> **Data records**
* start *
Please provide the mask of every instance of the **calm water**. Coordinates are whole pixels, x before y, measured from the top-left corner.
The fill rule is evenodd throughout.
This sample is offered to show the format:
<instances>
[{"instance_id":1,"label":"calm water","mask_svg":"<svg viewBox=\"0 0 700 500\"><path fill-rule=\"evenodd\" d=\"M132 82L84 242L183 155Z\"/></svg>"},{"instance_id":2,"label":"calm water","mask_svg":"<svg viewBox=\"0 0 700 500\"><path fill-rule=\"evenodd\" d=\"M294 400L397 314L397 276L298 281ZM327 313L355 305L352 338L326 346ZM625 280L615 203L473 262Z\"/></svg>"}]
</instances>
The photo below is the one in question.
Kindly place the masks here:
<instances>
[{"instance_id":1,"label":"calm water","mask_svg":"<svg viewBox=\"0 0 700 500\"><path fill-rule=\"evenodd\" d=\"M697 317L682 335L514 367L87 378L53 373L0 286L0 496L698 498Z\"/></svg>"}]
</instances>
* end *
> **To be done**
List each line in the records above that contains the string "water", matching case.

> **Solution below**
Please provide the mask of every instance of the **calm water**. Coordinates are whole pixels, x before y, measured from the top-left corner.
[{"instance_id":1,"label":"calm water","mask_svg":"<svg viewBox=\"0 0 700 500\"><path fill-rule=\"evenodd\" d=\"M132 82L84 242L183 155Z\"/></svg>"},{"instance_id":2,"label":"calm water","mask_svg":"<svg viewBox=\"0 0 700 500\"><path fill-rule=\"evenodd\" d=\"M294 400L397 314L397 276L298 281ZM327 313L355 305L352 338L326 346ZM625 280L615 203L473 262Z\"/></svg>"}]
[{"instance_id":1,"label":"calm water","mask_svg":"<svg viewBox=\"0 0 700 500\"><path fill-rule=\"evenodd\" d=\"M697 317L682 335L514 367L87 378L53 373L0 286L0 496L698 498Z\"/></svg>"}]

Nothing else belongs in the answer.